→ **GOAL OF THE EXERCISE**: In exact form, set down only those lines of the material that run from its first line to the line with "positive clicks: (173, 1042)", inclusive.
·····
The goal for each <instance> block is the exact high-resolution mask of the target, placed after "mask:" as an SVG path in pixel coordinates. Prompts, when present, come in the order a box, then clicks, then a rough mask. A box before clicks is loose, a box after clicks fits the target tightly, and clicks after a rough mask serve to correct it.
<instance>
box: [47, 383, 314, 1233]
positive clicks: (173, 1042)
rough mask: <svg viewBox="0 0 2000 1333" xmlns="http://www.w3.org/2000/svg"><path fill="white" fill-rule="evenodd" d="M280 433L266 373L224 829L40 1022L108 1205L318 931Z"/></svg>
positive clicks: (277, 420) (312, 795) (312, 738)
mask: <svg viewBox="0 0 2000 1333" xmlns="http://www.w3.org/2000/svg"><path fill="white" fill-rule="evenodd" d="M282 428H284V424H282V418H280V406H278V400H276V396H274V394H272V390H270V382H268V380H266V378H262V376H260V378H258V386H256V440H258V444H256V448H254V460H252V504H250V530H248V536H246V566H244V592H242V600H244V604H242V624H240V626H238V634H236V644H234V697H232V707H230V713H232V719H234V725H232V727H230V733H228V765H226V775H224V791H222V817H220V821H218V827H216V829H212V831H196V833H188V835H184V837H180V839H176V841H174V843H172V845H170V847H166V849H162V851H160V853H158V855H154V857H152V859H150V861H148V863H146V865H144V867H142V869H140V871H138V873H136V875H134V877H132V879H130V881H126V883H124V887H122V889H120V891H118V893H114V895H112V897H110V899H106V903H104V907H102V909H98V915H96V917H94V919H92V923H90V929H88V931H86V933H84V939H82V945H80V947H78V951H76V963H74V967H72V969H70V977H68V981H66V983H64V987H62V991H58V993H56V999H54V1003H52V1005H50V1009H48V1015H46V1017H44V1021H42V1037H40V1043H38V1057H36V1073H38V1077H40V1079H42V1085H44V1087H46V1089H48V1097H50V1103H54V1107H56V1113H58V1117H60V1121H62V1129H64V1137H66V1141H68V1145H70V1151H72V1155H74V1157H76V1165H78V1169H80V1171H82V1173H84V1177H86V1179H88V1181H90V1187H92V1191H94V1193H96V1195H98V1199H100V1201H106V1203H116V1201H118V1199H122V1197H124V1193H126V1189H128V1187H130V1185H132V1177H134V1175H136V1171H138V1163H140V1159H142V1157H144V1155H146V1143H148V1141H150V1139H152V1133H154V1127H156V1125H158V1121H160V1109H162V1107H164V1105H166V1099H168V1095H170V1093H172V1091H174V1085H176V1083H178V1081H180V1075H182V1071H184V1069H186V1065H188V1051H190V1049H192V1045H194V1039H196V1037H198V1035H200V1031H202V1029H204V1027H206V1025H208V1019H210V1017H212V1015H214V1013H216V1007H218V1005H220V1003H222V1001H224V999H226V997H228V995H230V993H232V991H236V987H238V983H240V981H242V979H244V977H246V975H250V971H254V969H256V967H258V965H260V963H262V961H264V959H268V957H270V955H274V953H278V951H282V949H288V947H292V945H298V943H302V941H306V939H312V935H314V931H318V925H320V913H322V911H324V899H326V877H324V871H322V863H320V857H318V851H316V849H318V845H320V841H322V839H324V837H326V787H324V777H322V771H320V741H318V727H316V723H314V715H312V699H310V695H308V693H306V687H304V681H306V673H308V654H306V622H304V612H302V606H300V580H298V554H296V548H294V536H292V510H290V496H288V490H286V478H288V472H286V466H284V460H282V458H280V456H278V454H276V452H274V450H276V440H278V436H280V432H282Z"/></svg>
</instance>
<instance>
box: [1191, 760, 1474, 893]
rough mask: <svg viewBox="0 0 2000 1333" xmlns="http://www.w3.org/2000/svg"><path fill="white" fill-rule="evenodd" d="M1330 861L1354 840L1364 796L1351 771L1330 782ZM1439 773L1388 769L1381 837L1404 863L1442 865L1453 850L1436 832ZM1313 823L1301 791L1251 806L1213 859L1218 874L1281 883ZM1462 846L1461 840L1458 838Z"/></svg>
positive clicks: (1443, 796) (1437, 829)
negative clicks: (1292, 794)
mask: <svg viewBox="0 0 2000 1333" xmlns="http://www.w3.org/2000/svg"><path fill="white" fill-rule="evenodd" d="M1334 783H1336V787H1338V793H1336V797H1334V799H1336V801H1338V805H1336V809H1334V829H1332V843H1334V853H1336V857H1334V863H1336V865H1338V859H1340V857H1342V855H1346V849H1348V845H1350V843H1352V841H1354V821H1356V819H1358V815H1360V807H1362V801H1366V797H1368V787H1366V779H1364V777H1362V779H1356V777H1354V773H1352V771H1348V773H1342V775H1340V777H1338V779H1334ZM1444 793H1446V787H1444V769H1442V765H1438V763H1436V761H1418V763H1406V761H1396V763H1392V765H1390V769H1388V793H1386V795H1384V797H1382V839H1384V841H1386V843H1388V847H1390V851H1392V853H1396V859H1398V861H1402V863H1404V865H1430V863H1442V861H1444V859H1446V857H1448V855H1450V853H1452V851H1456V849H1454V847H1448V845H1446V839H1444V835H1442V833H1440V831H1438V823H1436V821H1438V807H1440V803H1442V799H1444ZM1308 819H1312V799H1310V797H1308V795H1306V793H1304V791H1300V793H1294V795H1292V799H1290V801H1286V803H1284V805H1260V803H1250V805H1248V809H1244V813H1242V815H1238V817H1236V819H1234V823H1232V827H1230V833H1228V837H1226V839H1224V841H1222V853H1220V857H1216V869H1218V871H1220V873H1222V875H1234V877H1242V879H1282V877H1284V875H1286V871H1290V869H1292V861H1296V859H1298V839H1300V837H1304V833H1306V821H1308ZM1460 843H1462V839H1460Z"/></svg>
·····
→ **SOLUTION TO THE EXERCISE**:
The goal for each <instance> block is the exact high-resolution mask of the target, placed after "mask:" as an SVG path in pixel coordinates. Prompts, when present, come in the order a box, then clicks, then a rough mask. A box before clicks is loose, a box after clicks fits the target tightly, and clicks after a rough mask serve to correct it.
<instance>
box: [47, 383, 314, 1233]
positive clicks: (173, 1042)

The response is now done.